Exercise description
Across the entries below, determine how many lines include the word "dark". State only the resulting number.

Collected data
○ ○ ○

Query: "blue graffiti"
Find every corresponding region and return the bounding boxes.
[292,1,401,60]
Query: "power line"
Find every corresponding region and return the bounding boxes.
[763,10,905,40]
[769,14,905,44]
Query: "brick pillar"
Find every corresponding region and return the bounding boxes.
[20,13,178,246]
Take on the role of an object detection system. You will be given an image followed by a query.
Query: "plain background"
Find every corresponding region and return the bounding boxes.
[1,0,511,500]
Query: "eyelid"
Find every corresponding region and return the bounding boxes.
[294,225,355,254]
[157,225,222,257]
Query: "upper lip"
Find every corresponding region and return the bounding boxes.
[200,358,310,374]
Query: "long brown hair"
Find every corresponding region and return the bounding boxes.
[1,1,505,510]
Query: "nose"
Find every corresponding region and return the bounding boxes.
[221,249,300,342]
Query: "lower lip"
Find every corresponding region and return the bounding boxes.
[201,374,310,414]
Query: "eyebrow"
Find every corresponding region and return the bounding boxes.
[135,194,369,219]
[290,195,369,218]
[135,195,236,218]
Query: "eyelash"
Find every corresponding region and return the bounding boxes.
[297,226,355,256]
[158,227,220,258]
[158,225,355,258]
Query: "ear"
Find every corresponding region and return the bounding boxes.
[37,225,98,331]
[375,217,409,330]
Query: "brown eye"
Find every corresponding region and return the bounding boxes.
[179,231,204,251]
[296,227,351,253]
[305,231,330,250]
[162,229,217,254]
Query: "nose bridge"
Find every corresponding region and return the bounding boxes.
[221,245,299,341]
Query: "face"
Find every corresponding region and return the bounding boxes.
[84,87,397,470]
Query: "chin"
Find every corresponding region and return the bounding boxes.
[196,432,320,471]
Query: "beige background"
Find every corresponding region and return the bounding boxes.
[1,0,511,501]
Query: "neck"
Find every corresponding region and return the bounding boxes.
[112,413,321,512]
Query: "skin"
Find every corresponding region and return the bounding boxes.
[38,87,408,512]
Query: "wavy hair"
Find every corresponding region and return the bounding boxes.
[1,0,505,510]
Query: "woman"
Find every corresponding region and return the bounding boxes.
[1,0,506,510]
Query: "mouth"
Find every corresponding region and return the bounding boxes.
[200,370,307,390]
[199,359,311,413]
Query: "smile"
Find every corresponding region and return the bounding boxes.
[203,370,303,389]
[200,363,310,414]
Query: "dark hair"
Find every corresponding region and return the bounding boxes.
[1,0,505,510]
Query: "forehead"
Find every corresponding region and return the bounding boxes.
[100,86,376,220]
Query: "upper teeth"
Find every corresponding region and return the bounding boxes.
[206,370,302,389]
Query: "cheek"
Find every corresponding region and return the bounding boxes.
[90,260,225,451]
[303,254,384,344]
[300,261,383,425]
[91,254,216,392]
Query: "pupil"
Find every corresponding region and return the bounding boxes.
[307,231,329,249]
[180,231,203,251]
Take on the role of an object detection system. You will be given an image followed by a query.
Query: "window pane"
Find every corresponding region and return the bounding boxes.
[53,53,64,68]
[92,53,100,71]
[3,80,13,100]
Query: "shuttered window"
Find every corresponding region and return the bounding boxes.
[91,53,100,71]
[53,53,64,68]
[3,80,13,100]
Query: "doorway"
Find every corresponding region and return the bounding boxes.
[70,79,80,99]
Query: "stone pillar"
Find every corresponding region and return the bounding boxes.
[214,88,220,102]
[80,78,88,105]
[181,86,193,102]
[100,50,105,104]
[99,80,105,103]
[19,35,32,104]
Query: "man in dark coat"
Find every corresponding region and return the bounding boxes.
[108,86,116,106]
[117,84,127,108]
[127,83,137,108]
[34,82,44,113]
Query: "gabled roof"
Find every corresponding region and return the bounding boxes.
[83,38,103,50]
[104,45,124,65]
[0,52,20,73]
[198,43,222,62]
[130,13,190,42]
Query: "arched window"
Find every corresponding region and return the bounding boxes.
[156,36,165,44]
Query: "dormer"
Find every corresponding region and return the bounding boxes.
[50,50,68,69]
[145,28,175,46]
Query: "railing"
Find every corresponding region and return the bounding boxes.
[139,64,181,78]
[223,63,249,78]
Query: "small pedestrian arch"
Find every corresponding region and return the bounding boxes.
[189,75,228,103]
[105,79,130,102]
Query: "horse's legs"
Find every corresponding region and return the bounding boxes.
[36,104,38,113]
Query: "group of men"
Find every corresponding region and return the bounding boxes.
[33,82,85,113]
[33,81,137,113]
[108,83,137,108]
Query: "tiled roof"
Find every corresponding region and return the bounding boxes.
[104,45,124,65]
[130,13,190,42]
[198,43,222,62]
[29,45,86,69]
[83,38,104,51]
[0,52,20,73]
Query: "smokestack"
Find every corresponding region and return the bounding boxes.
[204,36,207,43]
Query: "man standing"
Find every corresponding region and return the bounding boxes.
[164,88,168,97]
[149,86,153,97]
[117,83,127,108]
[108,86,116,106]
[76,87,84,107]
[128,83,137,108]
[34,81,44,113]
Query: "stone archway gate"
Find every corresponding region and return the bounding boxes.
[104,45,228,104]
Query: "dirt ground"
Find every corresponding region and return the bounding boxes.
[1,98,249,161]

○ ○ ○

Task solution
2